#### [ENTRIES SUPPLIED]
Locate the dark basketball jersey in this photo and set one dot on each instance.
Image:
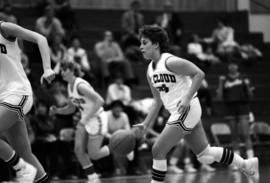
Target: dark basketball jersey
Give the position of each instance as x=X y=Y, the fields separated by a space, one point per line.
x=235 y=89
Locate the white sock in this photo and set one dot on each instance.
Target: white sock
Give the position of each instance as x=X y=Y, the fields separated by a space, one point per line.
x=173 y=161
x=250 y=153
x=20 y=164
x=159 y=171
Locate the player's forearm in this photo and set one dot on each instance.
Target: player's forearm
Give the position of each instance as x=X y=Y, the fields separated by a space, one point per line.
x=45 y=52
x=196 y=84
x=66 y=110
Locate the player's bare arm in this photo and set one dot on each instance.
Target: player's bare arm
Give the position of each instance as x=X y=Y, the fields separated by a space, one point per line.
x=184 y=67
x=67 y=109
x=14 y=30
x=91 y=94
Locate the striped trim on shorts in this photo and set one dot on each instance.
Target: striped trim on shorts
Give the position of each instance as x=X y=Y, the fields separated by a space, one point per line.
x=180 y=121
x=16 y=108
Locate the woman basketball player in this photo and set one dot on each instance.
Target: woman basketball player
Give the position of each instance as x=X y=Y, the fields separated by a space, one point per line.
x=93 y=124
x=16 y=100
x=174 y=83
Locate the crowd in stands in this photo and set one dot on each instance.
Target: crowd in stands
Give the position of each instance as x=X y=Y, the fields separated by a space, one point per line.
x=52 y=135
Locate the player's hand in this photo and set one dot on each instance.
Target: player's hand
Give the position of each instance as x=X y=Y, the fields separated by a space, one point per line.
x=183 y=105
x=52 y=110
x=139 y=130
x=47 y=77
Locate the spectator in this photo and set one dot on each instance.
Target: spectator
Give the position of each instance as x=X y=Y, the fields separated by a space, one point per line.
x=48 y=24
x=235 y=91
x=223 y=38
x=79 y=55
x=171 y=23
x=58 y=52
x=118 y=91
x=117 y=120
x=65 y=13
x=111 y=55
x=45 y=144
x=132 y=20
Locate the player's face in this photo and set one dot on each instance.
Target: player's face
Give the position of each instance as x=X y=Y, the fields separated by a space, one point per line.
x=67 y=74
x=147 y=48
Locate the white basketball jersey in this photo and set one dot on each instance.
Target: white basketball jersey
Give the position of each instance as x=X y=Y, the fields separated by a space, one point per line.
x=13 y=78
x=171 y=86
x=82 y=102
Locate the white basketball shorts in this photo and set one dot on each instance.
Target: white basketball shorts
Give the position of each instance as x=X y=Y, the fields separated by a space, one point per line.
x=97 y=125
x=188 y=120
x=20 y=104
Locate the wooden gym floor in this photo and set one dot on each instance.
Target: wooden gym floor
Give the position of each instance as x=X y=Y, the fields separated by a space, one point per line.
x=220 y=176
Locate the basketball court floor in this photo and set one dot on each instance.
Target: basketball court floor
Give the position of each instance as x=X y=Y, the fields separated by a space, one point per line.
x=220 y=176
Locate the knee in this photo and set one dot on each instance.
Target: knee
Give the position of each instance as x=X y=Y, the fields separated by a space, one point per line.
x=78 y=149
x=158 y=152
x=94 y=155
x=206 y=157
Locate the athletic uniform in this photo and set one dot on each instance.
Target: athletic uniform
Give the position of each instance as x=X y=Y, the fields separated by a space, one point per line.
x=98 y=123
x=235 y=96
x=172 y=87
x=15 y=88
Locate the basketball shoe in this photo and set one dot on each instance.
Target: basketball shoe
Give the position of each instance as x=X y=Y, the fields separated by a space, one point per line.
x=26 y=173
x=251 y=169
x=93 y=178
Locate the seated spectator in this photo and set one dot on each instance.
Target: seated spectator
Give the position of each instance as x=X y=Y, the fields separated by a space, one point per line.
x=117 y=120
x=48 y=24
x=118 y=91
x=171 y=23
x=111 y=55
x=64 y=12
x=58 y=52
x=79 y=55
x=45 y=144
x=249 y=53
x=131 y=21
x=223 y=38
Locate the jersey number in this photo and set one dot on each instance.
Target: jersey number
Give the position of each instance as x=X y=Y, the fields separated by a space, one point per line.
x=3 y=48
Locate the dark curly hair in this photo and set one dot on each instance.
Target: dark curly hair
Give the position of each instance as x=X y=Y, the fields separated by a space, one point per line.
x=156 y=34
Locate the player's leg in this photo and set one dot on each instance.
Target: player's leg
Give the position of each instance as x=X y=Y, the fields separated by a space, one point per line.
x=80 y=149
x=95 y=148
x=17 y=135
x=243 y=118
x=168 y=138
x=18 y=138
x=173 y=160
x=206 y=154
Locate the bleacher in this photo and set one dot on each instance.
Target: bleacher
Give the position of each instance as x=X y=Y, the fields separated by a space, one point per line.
x=93 y=22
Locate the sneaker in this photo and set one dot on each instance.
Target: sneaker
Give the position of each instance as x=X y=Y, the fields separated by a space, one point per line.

#### [STATED TASK]
Lay out the lines of the material above as a numbered list, starting at the line that contains "Locate the knee" and stopping after the line that contains "x=206 y=157", with any blank lines left out.

#### [TASK SOLUTION]
1. Locate the knee in this photo and set one dot on each instance.
2. Target: knee
3. Give the position of each instance as x=X y=Y, the fields separated by a space, one point per line.
4. x=78 y=149
5. x=158 y=152
6. x=94 y=155
7. x=206 y=157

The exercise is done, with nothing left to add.